──────── Supplied records ────────

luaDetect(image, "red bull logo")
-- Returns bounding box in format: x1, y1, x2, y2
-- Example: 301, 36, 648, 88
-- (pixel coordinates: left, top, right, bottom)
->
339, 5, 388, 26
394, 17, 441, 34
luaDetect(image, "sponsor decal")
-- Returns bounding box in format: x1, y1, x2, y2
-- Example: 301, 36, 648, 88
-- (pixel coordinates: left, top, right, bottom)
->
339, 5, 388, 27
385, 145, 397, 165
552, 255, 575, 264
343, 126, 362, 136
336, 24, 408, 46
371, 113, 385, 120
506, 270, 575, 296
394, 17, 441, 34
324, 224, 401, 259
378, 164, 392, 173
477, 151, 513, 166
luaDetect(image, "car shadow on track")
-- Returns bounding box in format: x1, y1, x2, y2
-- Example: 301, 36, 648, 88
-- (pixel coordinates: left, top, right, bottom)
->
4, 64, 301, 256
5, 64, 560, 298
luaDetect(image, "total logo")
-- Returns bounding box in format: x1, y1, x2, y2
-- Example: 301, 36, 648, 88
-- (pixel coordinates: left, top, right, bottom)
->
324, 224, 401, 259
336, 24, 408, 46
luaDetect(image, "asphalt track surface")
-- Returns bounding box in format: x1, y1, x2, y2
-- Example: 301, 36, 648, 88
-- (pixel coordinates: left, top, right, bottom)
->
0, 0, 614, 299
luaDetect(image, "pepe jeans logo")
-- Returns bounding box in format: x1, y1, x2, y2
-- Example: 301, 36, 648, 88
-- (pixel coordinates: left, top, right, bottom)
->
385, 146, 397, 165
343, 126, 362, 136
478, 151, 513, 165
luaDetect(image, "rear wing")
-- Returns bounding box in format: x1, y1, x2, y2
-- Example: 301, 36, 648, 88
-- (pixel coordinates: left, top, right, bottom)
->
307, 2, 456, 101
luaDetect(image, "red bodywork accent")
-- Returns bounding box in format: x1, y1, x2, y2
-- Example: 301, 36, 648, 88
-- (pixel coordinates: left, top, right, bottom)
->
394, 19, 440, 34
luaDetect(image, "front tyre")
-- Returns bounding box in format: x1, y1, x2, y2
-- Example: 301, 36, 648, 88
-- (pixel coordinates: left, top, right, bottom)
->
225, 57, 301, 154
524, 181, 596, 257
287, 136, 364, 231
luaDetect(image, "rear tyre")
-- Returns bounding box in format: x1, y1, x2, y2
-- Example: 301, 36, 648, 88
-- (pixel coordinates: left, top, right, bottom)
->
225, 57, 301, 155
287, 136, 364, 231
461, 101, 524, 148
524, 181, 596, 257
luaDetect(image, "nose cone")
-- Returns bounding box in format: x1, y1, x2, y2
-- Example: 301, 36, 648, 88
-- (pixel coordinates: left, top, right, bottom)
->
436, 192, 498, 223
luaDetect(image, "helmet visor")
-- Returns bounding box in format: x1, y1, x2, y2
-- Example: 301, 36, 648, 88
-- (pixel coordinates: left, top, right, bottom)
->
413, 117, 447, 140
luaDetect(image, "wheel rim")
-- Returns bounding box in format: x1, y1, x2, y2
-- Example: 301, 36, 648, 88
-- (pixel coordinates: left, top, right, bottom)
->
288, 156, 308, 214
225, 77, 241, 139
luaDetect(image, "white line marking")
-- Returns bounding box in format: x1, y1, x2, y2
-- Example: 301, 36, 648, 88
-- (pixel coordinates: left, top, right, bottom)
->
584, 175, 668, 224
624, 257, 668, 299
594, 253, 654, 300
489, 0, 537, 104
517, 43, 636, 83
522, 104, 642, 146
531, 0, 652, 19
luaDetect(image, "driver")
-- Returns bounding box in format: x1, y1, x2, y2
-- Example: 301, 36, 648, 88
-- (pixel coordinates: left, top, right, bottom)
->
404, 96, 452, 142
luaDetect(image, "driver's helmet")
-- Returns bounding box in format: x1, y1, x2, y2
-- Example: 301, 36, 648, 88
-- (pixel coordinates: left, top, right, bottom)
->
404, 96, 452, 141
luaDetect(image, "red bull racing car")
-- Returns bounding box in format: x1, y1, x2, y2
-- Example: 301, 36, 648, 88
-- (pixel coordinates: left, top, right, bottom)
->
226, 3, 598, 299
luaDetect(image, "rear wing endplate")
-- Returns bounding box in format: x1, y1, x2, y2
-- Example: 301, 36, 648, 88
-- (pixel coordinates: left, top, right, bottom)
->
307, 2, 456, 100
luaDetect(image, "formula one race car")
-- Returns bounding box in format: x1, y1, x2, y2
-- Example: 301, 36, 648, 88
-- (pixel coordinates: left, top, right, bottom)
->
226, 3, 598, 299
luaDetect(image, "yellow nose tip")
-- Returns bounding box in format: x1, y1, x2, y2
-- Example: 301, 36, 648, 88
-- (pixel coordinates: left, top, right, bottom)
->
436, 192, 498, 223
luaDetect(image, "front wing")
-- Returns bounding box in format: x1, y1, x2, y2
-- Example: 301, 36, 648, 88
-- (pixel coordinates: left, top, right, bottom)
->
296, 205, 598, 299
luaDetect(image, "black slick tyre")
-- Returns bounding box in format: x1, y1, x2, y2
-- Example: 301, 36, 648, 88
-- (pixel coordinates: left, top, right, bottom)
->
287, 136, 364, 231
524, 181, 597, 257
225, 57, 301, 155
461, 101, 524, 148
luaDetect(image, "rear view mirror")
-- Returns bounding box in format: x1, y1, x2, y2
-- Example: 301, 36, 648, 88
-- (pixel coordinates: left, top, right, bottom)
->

────────

_Task goal:_
How many lines of the material above contain the string "helmet"? Case counts. Reply with the number alone.

_The solution:_
2